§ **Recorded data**
◆ ◆ ◆ ◆ ◆

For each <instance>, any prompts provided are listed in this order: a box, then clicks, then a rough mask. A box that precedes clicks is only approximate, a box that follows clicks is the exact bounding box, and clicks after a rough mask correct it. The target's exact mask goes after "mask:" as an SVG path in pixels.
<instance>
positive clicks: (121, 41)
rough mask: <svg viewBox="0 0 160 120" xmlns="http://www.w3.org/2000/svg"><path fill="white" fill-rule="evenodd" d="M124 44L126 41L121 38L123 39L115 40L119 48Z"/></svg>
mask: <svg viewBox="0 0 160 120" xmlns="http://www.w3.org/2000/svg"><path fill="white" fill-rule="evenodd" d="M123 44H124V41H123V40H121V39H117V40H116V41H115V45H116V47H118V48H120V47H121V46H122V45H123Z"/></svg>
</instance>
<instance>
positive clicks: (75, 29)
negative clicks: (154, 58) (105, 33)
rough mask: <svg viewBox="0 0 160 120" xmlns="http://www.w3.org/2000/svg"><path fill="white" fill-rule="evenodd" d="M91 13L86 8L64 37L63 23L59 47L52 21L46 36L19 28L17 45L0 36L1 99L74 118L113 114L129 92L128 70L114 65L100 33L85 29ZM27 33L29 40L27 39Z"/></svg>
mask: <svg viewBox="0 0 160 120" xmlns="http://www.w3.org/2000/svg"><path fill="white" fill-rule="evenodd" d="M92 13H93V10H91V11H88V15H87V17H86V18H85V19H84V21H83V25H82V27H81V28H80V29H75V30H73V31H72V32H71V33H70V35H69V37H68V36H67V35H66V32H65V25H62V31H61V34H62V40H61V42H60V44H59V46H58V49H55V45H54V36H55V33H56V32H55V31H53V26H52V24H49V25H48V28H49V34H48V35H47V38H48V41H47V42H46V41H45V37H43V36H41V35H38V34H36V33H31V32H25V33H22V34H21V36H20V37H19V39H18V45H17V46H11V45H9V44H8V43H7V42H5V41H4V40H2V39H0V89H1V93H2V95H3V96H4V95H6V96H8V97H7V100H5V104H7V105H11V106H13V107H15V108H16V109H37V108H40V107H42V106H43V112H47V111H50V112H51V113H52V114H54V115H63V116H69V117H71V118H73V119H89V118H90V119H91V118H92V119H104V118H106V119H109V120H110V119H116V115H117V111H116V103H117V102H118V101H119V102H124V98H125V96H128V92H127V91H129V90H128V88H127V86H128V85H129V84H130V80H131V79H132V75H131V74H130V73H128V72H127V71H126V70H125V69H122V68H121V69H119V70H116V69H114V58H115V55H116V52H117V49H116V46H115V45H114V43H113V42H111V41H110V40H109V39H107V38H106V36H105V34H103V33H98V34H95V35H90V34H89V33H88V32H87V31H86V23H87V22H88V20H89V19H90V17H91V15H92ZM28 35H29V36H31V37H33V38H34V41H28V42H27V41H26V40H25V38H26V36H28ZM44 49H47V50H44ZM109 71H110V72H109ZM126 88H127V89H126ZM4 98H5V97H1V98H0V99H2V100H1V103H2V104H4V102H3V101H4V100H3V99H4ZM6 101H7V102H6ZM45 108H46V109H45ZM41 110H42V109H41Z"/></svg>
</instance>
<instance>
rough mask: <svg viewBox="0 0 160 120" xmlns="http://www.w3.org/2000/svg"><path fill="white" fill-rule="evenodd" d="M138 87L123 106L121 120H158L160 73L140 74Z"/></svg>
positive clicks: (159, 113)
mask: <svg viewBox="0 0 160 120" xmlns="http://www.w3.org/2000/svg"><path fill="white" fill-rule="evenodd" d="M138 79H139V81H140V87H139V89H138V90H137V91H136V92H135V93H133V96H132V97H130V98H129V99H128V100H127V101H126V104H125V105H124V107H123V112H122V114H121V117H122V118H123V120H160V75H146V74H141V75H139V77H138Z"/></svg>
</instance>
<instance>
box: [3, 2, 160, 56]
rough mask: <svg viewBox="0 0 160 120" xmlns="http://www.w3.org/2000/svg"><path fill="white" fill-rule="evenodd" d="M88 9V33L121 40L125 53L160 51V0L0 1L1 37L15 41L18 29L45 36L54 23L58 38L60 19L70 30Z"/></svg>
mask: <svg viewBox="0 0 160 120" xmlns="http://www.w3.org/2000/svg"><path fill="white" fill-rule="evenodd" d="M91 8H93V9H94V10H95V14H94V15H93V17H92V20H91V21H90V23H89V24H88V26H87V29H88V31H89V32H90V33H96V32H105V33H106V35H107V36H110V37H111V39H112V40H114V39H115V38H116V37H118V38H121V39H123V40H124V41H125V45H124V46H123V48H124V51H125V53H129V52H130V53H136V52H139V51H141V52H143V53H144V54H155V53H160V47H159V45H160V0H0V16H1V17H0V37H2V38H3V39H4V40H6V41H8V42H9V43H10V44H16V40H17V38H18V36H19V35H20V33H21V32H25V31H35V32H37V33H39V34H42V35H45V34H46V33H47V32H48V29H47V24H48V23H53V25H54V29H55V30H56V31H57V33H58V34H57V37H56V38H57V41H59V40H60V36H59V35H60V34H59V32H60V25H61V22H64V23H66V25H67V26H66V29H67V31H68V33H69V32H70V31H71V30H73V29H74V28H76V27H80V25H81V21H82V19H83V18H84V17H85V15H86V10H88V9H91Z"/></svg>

◆ ◆ ◆ ◆ ◆

§ **What you will do**
Would you restate the records word for word?

§ **Exercise result**
For each <instance>, any prompts provided are listed in this order: a box, then clicks, then a rough mask. A box that precedes clicks is only approximate, a box that follows clicks is the exact bounding box, and clicks after a rough mask correct it. The target's exact mask goes after "mask:" as an SVG path in pixels.
<instance>
positive clicks: (121, 41)
rough mask: <svg viewBox="0 0 160 120" xmlns="http://www.w3.org/2000/svg"><path fill="white" fill-rule="evenodd" d="M124 44L126 41L121 38L123 39L115 40L119 48Z"/></svg>
mask: <svg viewBox="0 0 160 120" xmlns="http://www.w3.org/2000/svg"><path fill="white" fill-rule="evenodd" d="M123 44H124V41H123V40H121V39H117V40H116V41H115V45H116V47H118V48H120V47H121V46H122V45H123Z"/></svg>
</instance>
<instance>
positive clicks: (75, 29)
negative clicks: (154, 58) (105, 33)
rough mask: <svg viewBox="0 0 160 120" xmlns="http://www.w3.org/2000/svg"><path fill="white" fill-rule="evenodd" d="M91 13L86 8L64 37L63 23L59 47L52 21L46 36L19 28L17 45L0 36L1 99L74 118L113 114L129 92L128 70L114 65L100 33L85 29ZM27 33L29 40L27 39Z"/></svg>
mask: <svg viewBox="0 0 160 120" xmlns="http://www.w3.org/2000/svg"><path fill="white" fill-rule="evenodd" d="M92 13H93V10H91V11H88V15H87V17H86V18H85V19H84V21H83V25H82V27H81V28H80V29H75V30H73V31H72V32H71V33H70V35H69V37H68V36H67V35H66V32H65V25H62V31H61V34H62V40H61V42H60V44H59V46H58V49H55V45H54V36H55V33H56V32H55V31H53V26H52V24H49V25H48V28H49V34H48V35H47V38H48V41H47V42H46V41H45V37H43V36H41V35H38V34H36V33H31V32H25V33H22V34H21V36H20V37H19V39H18V45H17V46H11V45H9V44H8V43H7V42H5V41H4V40H2V39H0V89H1V93H2V95H3V96H4V95H6V96H8V97H7V100H5V104H7V105H11V106H13V107H15V108H16V109H37V108H40V107H42V106H43V112H47V111H50V112H51V113H52V114H54V115H63V116H69V117H71V118H73V119H89V118H90V119H91V118H92V119H104V118H106V119H109V120H110V119H116V115H117V111H116V103H117V102H118V101H119V102H124V98H125V96H128V92H127V91H129V90H128V88H127V86H128V85H129V84H130V80H131V79H132V75H131V74H130V73H128V72H127V71H126V70H125V69H122V68H121V69H119V70H116V69H114V58H115V55H116V52H117V49H116V46H115V45H114V43H113V42H111V41H110V40H109V39H107V38H106V36H105V34H103V33H98V34H95V35H90V34H89V33H88V32H87V31H86V23H87V22H88V20H89V19H90V17H91V15H92ZM28 35H29V36H31V37H33V38H34V41H28V42H27V41H26V40H25V38H26V36H28ZM44 49H47V50H44ZM109 71H110V72H109ZM126 88H127V89H126ZM4 98H5V97H1V98H0V99H2V100H1V103H2V104H4V102H3V101H4V100H3V99H4ZM6 101H7V102H6ZM45 108H46V109H45ZM41 110H42V109H41Z"/></svg>
</instance>
<instance>
rough mask: <svg viewBox="0 0 160 120" xmlns="http://www.w3.org/2000/svg"><path fill="white" fill-rule="evenodd" d="M138 87L123 106L121 120H158L160 73L140 74Z"/></svg>
positive clicks: (159, 113)
mask: <svg viewBox="0 0 160 120" xmlns="http://www.w3.org/2000/svg"><path fill="white" fill-rule="evenodd" d="M138 79H139V81H140V87H139V89H138V90H137V91H136V92H135V93H133V96H132V97H130V98H129V99H128V100H127V101H126V104H125V105H124V107H123V112H122V114H121V117H122V118H123V120H160V75H146V74H141V75H139V77H138Z"/></svg>
</instance>
<instance>
box: [3, 2, 160, 56]
rough mask: <svg viewBox="0 0 160 120" xmlns="http://www.w3.org/2000/svg"><path fill="white" fill-rule="evenodd" d="M88 9V33L121 40L125 53L160 51V0L0 1L1 37L15 41L18 29L45 36L54 23L58 38L60 19L70 30Z"/></svg>
mask: <svg viewBox="0 0 160 120" xmlns="http://www.w3.org/2000/svg"><path fill="white" fill-rule="evenodd" d="M91 8H93V9H94V10H95V14H94V15H93V17H92V20H91V21H90V23H89V24H88V26H87V29H88V31H89V32H90V33H96V32H105V33H106V35H107V36H110V37H111V39H112V40H114V39H115V38H116V37H118V38H121V39H123V40H124V41H125V45H124V46H123V48H124V51H125V53H129V52H130V53H136V52H139V51H141V52H143V53H144V54H155V53H160V47H159V45H160V0H0V16H1V17H0V37H2V38H3V39H4V40H6V41H8V42H9V43H10V44H16V40H17V38H18V36H19V35H20V33H21V32H25V31H35V32H37V33H39V34H42V35H45V34H46V33H47V32H48V29H47V24H48V23H53V25H54V29H55V30H56V31H57V33H58V34H57V37H56V38H57V41H59V40H60V36H59V35H60V34H59V32H60V25H61V22H64V23H66V25H67V26H66V29H67V31H68V33H69V32H70V31H71V30H73V29H74V28H76V27H80V25H81V21H82V19H83V18H84V17H85V15H86V10H88V9H91Z"/></svg>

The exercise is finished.